Natural-language object grounding data
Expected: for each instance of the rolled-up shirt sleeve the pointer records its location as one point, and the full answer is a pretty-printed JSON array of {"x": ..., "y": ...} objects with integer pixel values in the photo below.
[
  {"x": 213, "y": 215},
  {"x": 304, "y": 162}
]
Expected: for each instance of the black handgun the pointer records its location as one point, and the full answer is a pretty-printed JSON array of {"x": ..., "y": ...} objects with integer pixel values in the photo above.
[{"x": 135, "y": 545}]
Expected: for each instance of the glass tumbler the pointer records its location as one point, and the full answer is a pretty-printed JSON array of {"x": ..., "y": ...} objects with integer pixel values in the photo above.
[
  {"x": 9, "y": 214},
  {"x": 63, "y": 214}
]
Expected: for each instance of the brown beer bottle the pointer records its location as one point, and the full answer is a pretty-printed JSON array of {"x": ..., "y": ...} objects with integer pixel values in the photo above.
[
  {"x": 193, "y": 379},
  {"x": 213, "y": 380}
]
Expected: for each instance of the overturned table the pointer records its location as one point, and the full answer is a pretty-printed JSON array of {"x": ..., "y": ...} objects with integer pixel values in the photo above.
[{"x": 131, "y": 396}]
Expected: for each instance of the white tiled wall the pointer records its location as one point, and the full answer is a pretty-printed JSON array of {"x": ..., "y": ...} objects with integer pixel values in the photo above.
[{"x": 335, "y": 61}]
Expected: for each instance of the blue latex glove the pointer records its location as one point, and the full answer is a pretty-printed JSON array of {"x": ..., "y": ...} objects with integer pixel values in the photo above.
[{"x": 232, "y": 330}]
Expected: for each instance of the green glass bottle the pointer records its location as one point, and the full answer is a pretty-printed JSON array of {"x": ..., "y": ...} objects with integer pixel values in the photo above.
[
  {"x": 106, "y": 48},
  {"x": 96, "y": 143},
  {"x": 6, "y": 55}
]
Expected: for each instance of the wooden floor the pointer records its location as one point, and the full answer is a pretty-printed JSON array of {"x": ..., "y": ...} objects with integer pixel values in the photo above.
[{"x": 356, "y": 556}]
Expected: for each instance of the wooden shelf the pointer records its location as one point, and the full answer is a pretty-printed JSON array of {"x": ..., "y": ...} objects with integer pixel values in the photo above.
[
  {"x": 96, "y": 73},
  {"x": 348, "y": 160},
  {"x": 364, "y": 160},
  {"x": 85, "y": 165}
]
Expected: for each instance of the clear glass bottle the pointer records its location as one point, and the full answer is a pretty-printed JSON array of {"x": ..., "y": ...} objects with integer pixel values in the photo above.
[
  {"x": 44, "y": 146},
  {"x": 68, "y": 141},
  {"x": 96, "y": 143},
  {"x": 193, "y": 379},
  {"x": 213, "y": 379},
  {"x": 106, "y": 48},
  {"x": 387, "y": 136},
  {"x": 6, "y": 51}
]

- TASK INSTRUCTIONS: Reproduce the entries above in full and exactly.

- REPLY:
Expected: for each instance of the rolled-up shirt sleeve the pointer records its location as one point, and the full answer is a pretty-printed JSON array of {"x": ..., "y": ...} objects with integer pixel values in the photo below.
[
  {"x": 213, "y": 215},
  {"x": 304, "y": 162}
]
Expected: for each instance of the black handgun the pointer records its location as one point, and the full answer is a pretty-printed JSON array of {"x": ..., "y": ...} objects with integer pixel values in the photo above.
[{"x": 135, "y": 545}]
Expected: for each instance of the glass tumbler the pointer records its location as one point, and the full answer is a pretty-printed JSON array of {"x": ..., "y": ...} objects with integer pixel values in the photo above.
[
  {"x": 9, "y": 214},
  {"x": 63, "y": 214}
]
Expected: for each instance of the brown beer bottle the pointer records its location as one point, and the full answer is a pretty-printed JSON array of {"x": ..., "y": ...} objects with integer pixel values in the photo above.
[
  {"x": 193, "y": 379},
  {"x": 213, "y": 380}
]
Expected: for each instance of the overturned table the pointer records its location as one point, and the full answer is a pretty-printed JSON array of {"x": ..., "y": ...} objects with integer pixel values in the photo above.
[{"x": 131, "y": 396}]
Expected: for each instance of the white tiled wall the pointer records its location as one point, and the full answer is a pretty-printed JSON array of {"x": ..., "y": ...} objects with integer pixel values in the photo above.
[{"x": 335, "y": 61}]
Expected: for each instance of the blue latex glove the pointer records its location as one point, and the full answer is a pretty-printed JSON array of {"x": ..., "y": ...} objects with integer pixel values in the photo above.
[{"x": 232, "y": 330}]
Expected: for each instance of the green glass bottle the pointer records its location as one point, and the full answer is a pretty-printed JSON array of {"x": ..., "y": ...} objects with integer pixel values in the photo above.
[
  {"x": 106, "y": 48},
  {"x": 96, "y": 143},
  {"x": 6, "y": 55}
]
Expected: for each instance of the wooden floor the pointer records its location as one point, and the full answer is a pretty-printed JSON array of {"x": ..., "y": ...} objects with integer pixel values in the photo above.
[{"x": 356, "y": 556}]
Expected: for each instance of the wooden shelf the pointer records its location as one point, and the full answer is a pretty-printed JSON array of {"x": ..., "y": ...} objects with integer pixel values in the photo above.
[
  {"x": 96, "y": 73},
  {"x": 348, "y": 160},
  {"x": 364, "y": 160},
  {"x": 85, "y": 165}
]
Expected: for each instance of the clear glass bottle the pointer records its location as one point, and the full answer is a pretty-printed JSON array of {"x": ..., "y": ...} objects with integer pixel values in the photo above.
[
  {"x": 44, "y": 146},
  {"x": 68, "y": 141},
  {"x": 96, "y": 143},
  {"x": 193, "y": 379},
  {"x": 213, "y": 379},
  {"x": 106, "y": 48},
  {"x": 387, "y": 136},
  {"x": 6, "y": 51}
]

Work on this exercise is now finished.